▶ Exercise requirements: Please rewrite the part that opens with the line containing "Query: fence gate" and closes with the last line, changing "gray house" to "gray home" and keeping everything else the same. Give only that part.

[Point placement lines]

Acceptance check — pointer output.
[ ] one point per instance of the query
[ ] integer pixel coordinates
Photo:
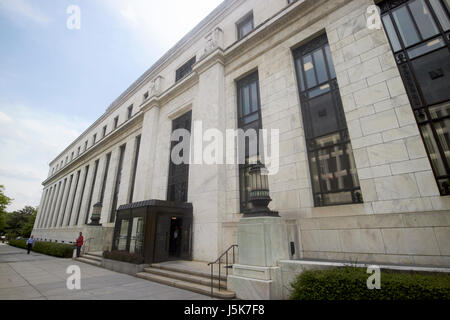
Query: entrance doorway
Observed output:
(165, 230)
(176, 225)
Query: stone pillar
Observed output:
(263, 242)
(207, 181)
(145, 165)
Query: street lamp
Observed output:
(96, 213)
(259, 193)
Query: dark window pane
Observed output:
(330, 62)
(423, 18)
(405, 26)
(321, 69)
(245, 27)
(314, 173)
(300, 74)
(245, 100)
(433, 150)
(323, 115)
(319, 90)
(308, 67)
(433, 75)
(254, 97)
(426, 47)
(337, 198)
(441, 14)
(442, 131)
(391, 33)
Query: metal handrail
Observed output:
(219, 261)
(84, 244)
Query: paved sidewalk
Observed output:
(42, 277)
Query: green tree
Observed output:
(4, 202)
(20, 223)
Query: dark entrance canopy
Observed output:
(155, 229)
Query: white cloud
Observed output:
(29, 141)
(16, 9)
(160, 24)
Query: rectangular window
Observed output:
(245, 26)
(177, 186)
(249, 118)
(130, 112)
(117, 185)
(66, 201)
(419, 37)
(88, 210)
(105, 177)
(133, 177)
(185, 69)
(73, 197)
(333, 171)
(82, 194)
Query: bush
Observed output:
(351, 284)
(49, 248)
(61, 250)
(18, 243)
(123, 256)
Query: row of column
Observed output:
(69, 201)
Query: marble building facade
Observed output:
(397, 209)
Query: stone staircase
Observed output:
(189, 275)
(93, 258)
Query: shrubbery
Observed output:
(61, 250)
(18, 243)
(351, 284)
(123, 256)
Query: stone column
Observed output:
(145, 165)
(41, 208)
(207, 181)
(263, 242)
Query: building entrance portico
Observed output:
(157, 230)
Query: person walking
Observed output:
(79, 244)
(30, 243)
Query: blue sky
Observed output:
(54, 82)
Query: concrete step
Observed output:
(98, 254)
(89, 261)
(194, 287)
(187, 277)
(92, 257)
(192, 271)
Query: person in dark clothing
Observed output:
(79, 244)
(30, 243)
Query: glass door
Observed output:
(419, 34)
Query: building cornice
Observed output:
(121, 132)
(206, 24)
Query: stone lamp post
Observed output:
(263, 242)
(96, 212)
(259, 193)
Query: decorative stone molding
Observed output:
(213, 40)
(156, 86)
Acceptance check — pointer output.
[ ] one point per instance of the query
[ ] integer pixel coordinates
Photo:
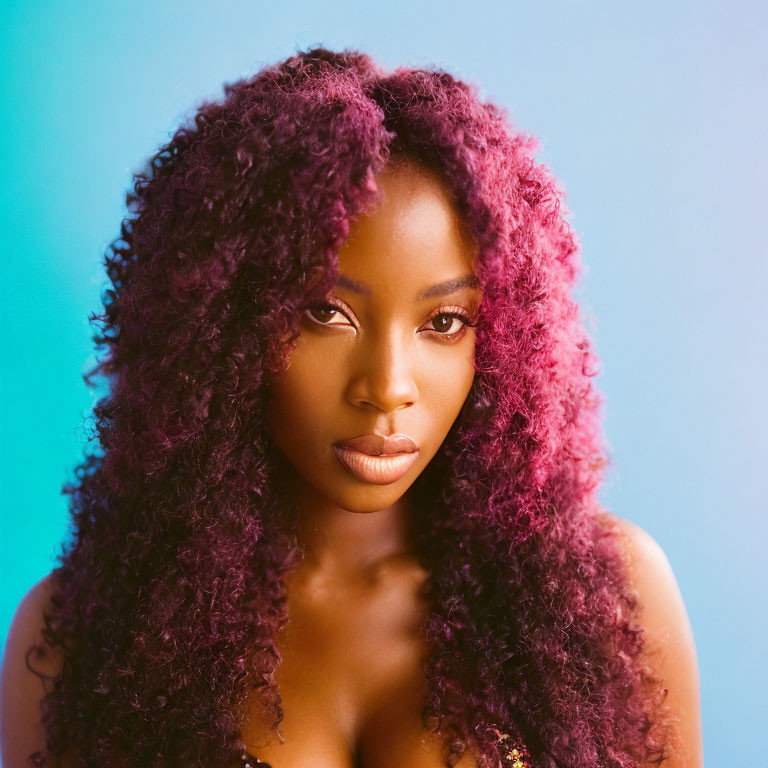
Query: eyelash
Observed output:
(443, 312)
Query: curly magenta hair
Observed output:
(169, 591)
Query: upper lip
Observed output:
(378, 445)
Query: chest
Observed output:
(351, 677)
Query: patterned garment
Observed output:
(514, 754)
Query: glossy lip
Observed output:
(379, 445)
(380, 470)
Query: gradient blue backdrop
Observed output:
(653, 114)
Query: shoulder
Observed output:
(22, 689)
(670, 650)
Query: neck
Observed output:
(338, 540)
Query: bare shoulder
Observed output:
(670, 647)
(21, 730)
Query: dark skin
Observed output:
(385, 361)
(351, 678)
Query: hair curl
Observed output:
(180, 529)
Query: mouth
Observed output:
(377, 459)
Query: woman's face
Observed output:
(389, 353)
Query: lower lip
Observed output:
(375, 469)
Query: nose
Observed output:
(385, 377)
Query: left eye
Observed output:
(446, 320)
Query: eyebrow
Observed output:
(441, 289)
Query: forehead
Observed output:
(415, 235)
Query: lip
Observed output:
(379, 445)
(377, 459)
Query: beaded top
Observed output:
(514, 754)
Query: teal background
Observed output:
(654, 116)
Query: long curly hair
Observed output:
(169, 589)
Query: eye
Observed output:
(450, 324)
(326, 311)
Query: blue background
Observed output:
(653, 114)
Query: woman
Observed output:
(345, 510)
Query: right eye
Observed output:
(323, 314)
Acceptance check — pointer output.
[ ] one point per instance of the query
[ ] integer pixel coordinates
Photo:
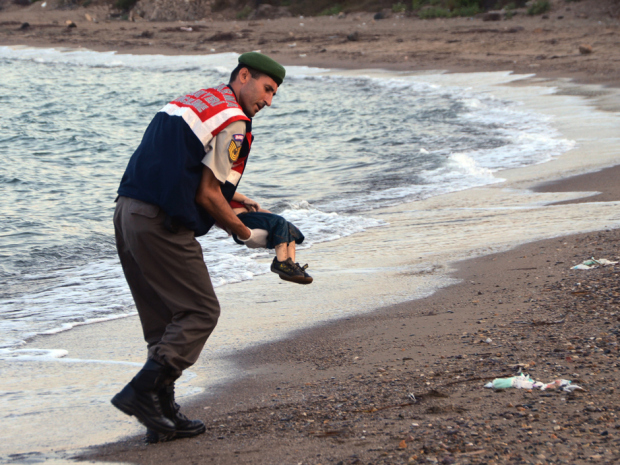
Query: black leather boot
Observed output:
(140, 398)
(185, 428)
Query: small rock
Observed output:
(492, 16)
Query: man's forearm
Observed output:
(217, 206)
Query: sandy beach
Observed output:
(404, 383)
(547, 46)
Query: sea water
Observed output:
(329, 150)
(341, 154)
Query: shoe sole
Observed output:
(293, 279)
(129, 409)
(152, 437)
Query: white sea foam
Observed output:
(506, 136)
(97, 292)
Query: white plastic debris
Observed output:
(593, 263)
(526, 382)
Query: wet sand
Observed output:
(340, 393)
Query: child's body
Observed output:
(281, 235)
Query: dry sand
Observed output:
(340, 393)
(523, 44)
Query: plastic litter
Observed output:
(526, 382)
(593, 263)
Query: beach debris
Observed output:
(593, 263)
(526, 382)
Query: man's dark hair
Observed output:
(235, 72)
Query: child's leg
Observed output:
(284, 251)
(291, 250)
(281, 252)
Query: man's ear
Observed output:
(244, 75)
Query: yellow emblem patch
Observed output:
(233, 151)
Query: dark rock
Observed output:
(266, 11)
(492, 16)
(383, 14)
(222, 37)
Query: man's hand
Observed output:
(251, 205)
(209, 196)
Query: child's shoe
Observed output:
(289, 271)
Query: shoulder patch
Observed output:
(234, 148)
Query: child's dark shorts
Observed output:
(279, 230)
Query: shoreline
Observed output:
(524, 44)
(272, 378)
(327, 395)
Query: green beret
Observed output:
(264, 64)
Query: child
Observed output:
(280, 235)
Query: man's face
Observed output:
(254, 94)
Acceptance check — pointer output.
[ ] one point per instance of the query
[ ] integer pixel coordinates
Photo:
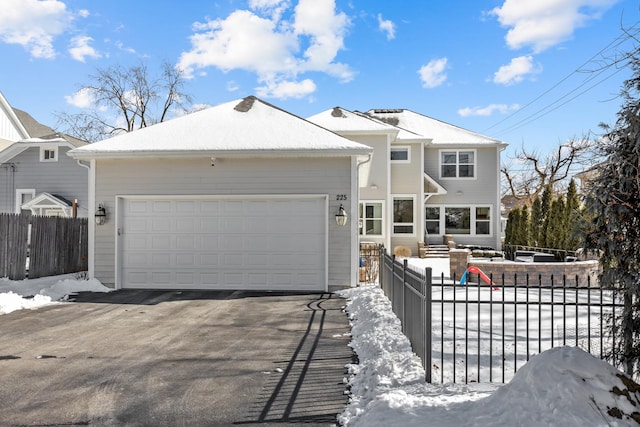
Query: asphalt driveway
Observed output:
(167, 358)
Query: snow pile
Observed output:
(28, 294)
(563, 386)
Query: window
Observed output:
(400, 155)
(460, 220)
(49, 154)
(457, 164)
(432, 220)
(483, 220)
(23, 196)
(403, 215)
(371, 218)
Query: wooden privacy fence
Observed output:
(37, 246)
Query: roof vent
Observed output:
(245, 105)
(388, 111)
(337, 112)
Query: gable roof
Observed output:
(347, 122)
(34, 128)
(344, 121)
(22, 131)
(439, 132)
(245, 127)
(16, 130)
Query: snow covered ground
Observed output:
(33, 293)
(560, 387)
(564, 386)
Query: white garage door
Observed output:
(255, 243)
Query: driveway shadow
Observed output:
(310, 388)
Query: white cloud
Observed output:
(124, 48)
(488, 110)
(80, 49)
(434, 73)
(287, 89)
(274, 8)
(387, 26)
(276, 49)
(232, 86)
(516, 71)
(542, 24)
(81, 99)
(34, 24)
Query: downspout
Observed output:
(355, 261)
(10, 184)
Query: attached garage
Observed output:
(242, 196)
(252, 243)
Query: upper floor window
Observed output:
(458, 164)
(48, 154)
(371, 218)
(400, 154)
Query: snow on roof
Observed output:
(340, 120)
(248, 126)
(439, 132)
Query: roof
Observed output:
(439, 132)
(34, 128)
(340, 120)
(245, 127)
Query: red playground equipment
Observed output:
(475, 270)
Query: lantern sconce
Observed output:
(341, 216)
(101, 215)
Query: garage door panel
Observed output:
(264, 243)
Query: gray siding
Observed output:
(483, 190)
(64, 177)
(330, 176)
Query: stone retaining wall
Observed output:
(539, 272)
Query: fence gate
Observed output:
(14, 234)
(37, 246)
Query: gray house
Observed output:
(426, 180)
(36, 175)
(239, 196)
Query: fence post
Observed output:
(381, 265)
(426, 322)
(402, 294)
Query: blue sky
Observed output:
(528, 72)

▶ Exercise response:
Query: fence gate
Observed output:
(14, 234)
(37, 246)
Query: gray home
Observed output:
(426, 180)
(36, 175)
(239, 196)
Query: fence post
Observed output:
(381, 265)
(426, 322)
(402, 294)
Query: blue sky
Observed output:
(528, 72)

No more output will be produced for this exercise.